• [Twoje zadanie]: Zamień w poniższych liniach każde wystąpienie „Do not return anything but the points” na „Return only the points” we wszystkich pozycjach, a resztę zostaw bez zmian. Proszę pominąć obrazy w odpowiedzi.
►
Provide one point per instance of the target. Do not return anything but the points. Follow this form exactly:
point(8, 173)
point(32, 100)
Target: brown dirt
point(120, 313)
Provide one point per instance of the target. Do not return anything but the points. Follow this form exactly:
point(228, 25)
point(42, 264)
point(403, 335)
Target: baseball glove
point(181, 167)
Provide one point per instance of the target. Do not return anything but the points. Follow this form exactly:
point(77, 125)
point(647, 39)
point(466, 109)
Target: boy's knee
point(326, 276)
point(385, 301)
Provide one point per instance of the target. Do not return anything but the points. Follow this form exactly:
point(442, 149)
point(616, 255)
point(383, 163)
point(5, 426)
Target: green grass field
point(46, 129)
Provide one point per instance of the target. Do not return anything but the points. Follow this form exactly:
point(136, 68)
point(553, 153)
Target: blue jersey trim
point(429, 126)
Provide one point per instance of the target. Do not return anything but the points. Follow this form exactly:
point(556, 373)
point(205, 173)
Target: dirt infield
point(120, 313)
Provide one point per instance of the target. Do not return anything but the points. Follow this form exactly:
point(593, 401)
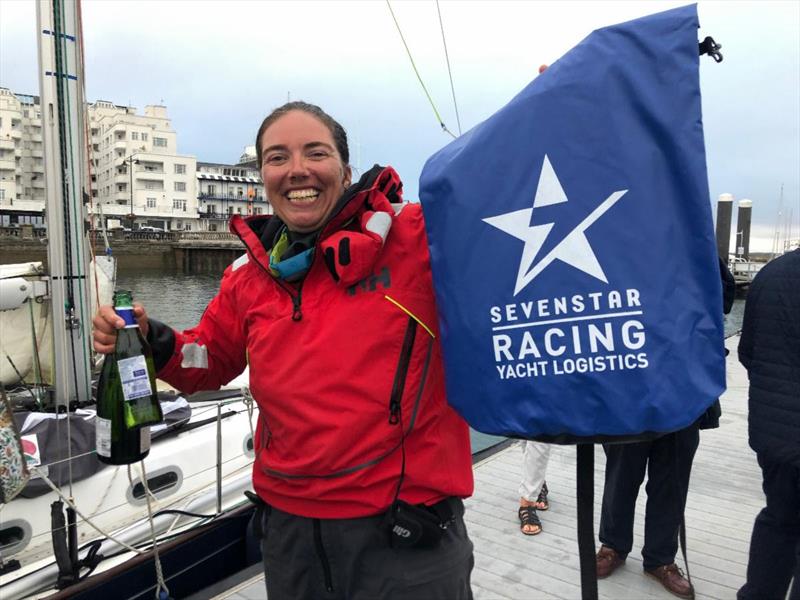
◄
• [Wynik końcowy]:
Provide one point per instance of the target. Return only the points. Follow this form exactly:
point(8, 173)
point(32, 100)
Target: brown dirt
point(120, 313)
Provide one point per instance of the target. Return only the points. Follow this form exactly:
point(228, 25)
point(42, 264)
point(403, 335)
Target: baseball glove
point(181, 167)
Provide one point per instance of the target. Return only the points. Follow this form exactly:
point(77, 125)
point(647, 39)
point(466, 109)
Target: boy's knee
point(326, 276)
point(385, 301)
Provide one point per instance of the target. Return only the points. Follow this form exactly:
point(442, 149)
point(616, 255)
point(383, 163)
point(5, 426)
Target: green grass field
point(46, 129)
Provide one point per instance of the target. Return only the points. Follow this form exactly:
point(136, 68)
point(553, 153)
Target: blue jersey trim
point(429, 126)
Provide one point per instance of the target. Return only the points. Follow this form exactly:
point(556, 373)
point(205, 173)
Target: dirt infield
point(120, 313)
Provide one point per instance of the target. Return only the points. Follow this form exactly:
point(593, 401)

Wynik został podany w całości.